EXERCISE INSTRUCTIONS:
a. Transcribe everything in the Huberman profile from "As Huberman sees" down to "moment isn’t optimized.".
b. List the foundations of good health that, according to the Huberman profile, supplements can't replace.
c. Resume the Huberman profile after its final sentence and carry it forward.

(DOCUMENT PASSAGE)

Huberman agrees that supplements are “not absolutely necessary” and can’t replace foundations of good health like sleep, nutrition, and exercise, but he also says they can be beneficial when used alongside those things. He maintains there’s solid science to back up everything he talks about on the show, and that he makes it clear when he’s talking about preliminary research or single studies. He also routinely reminds listeners that he’s a professor, not a physician, and that he’s “professing” rather than prescribing.

As Huberman sees it, all he’s doing is giving people free access to the best, most current information he can find about their bodies and minds and a few science-based tools that might help them work better. Listeners can take or leave these tools as they see fit. He swears he’s a “live-and-let-live person” who won’t judge if you can’t stomach cold showers or don’t want to give up first-thing-in-the-morning coffee. He doesn’t even follow his own protocols 100% of the time. He loves pizza and croissants. He stays up too late sometimes (but mostly when he wants to keep reading or “foraging for information”). He sometimes binges Netflix, recently the action show Fauda. He reads the comments on YouTube. Every single moment isn’t optimized.

In fact, Huberman winces when I mention the word “optimization,” even though it’s one he uses frequently on the show. “Looking back, I probably wouldn’t use the word as often,” he says. “Optimization tends to rub people the wrong way. It implies, for some people, there’s a ‘best’ way and anything less than that or different than that is no good, and that certainly isn’t what we mean.”

He speaks with an earnestness that’s hard not to believe, even though, coming into our interview, I was nervous that Huberman would disapprove of my non-optimized lifestyle. It strikes me, too, that Huberman’s own version of optimization seems different from how we typically understand it, as an exercise in self-improvement. He seems to be thinking about how to maximize his time on earth in the service of others, even if he experiences some discomfort in the process. “I don’t know if this is good or not,” he says, “but more than I care about me, I care about the goal.”

The goal, as he describes it, has always been about teaching others, hopefully making their lives a little bit better in the process. The notoriety that has come from the pursuit of this goal is largely an accident, and not an entirely welcome one. Huberman visibly squirms when I call him famous, though he says he does enjoy meeting fans.

(End DOCUMENT PASSAGE)
(INPUT DATA)

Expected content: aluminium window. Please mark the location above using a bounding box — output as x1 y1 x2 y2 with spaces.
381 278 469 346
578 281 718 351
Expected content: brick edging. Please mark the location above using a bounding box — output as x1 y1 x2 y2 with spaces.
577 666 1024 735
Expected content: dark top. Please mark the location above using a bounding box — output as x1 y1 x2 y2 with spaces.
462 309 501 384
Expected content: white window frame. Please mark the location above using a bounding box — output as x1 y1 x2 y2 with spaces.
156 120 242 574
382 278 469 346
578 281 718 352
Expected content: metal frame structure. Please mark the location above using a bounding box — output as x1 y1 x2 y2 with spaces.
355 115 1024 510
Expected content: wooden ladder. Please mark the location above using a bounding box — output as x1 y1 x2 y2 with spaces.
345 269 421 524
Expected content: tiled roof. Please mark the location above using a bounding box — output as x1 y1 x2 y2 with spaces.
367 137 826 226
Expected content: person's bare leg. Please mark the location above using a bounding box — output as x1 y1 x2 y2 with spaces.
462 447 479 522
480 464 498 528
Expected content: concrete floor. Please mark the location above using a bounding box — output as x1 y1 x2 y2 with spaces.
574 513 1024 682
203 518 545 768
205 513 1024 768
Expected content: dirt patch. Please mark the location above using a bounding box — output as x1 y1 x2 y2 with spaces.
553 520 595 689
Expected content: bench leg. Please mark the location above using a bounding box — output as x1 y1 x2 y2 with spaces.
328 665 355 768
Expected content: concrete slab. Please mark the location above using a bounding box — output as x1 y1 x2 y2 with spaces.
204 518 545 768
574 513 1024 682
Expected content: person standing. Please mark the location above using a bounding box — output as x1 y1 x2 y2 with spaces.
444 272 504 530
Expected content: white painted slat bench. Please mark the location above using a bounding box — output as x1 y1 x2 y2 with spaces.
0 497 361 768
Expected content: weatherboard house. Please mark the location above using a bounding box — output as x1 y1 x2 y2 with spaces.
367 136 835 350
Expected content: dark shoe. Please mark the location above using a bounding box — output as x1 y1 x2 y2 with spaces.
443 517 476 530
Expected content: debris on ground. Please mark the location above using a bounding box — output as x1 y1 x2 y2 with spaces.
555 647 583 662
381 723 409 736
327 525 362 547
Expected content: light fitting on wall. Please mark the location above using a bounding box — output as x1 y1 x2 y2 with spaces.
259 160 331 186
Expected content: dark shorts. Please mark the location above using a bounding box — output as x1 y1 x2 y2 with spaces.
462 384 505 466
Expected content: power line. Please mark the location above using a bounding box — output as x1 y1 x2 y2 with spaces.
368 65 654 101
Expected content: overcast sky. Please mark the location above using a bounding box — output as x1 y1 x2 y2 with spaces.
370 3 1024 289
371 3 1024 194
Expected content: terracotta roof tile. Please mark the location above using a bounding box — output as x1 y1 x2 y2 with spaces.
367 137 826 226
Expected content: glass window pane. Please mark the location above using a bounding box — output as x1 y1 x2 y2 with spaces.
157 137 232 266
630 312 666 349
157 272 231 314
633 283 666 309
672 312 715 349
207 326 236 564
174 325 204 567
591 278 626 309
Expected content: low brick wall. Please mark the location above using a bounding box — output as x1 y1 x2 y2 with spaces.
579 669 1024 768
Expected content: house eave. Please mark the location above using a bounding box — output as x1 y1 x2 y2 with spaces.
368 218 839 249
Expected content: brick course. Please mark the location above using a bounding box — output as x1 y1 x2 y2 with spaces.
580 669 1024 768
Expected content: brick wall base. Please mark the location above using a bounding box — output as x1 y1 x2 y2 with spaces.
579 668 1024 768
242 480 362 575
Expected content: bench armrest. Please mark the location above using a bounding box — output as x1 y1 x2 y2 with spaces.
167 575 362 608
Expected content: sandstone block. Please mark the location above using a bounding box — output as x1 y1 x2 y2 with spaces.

(End INPUT DATA)

LIST OF ANSWERS:
a.
As Huberman sees it, all he’s doing is giving people free access to the best, most current information he can find about their bodies and minds and a few science-based tools that might help them work better. Listeners can take or leave these tools as they see fit. He swears he’s a “live-and-let-live person” who won’t judge if you can’t stomach cold showers or don’t want to give up first-thing-in-the-morning coffee. He doesn’t even follow his own protocols 100% of the time. He loves pizza and croissants. He stays up too late sometimes (but mostly when he wants to keep reading or “foraging for information”). He sometimes binges Netflix, recently the action show Fauda. He reads the comments on YouTube. Every single moment isn’t optimized.

b.
sleep
nutrition
exercise

c.
He seems to view a theoretical political run in a similar light: as a potential calling, but not necessarily a pleasant one. “It would have to be not about what I want,” he says. “It would have to be, my body is a vehicle to accomplish a very specific set of things that I feel I need to do and the world needs.”

When he says this, I’m reminded of the previous afternoon, when I’d sat in on his guest lecture for Stanford undergraduates. He confided in the group of students that, though he loved podcasting, his heart was really in the classroom, sharing knowledge face-to-face. That surprised me. Why do it all—the podcasts and the live shows and the book deals—if he’d rather be right back where he’d started, in the classroom and the lab?

“It’s a compulsion for me to learn and to teach,” he says when I ask if he ever thought about winding down Huberman Lab. The podcast allows him to do that on a larger scale than he ever could in a Stanford classroom, and he says he has no intention of stopping.

We talk a bit longer, but it’s been nearly three hours and Huberman has to start his journey back to Los Angeles, where he records the podcast and spends much of his time when he’s not on Stanford’s campus. He has a six-hour drive ahead of him and won’t be home until late, but he doesn’t mind. “I can think on the road,” he says—one last chance to optimize before the day comes to a close.

Correction, June 28

The original version of this story misstated the extent to which proceeds from Huberman Lab premium content are donated to scientific research. A portion of net proceeds are donated, not all net proceeds.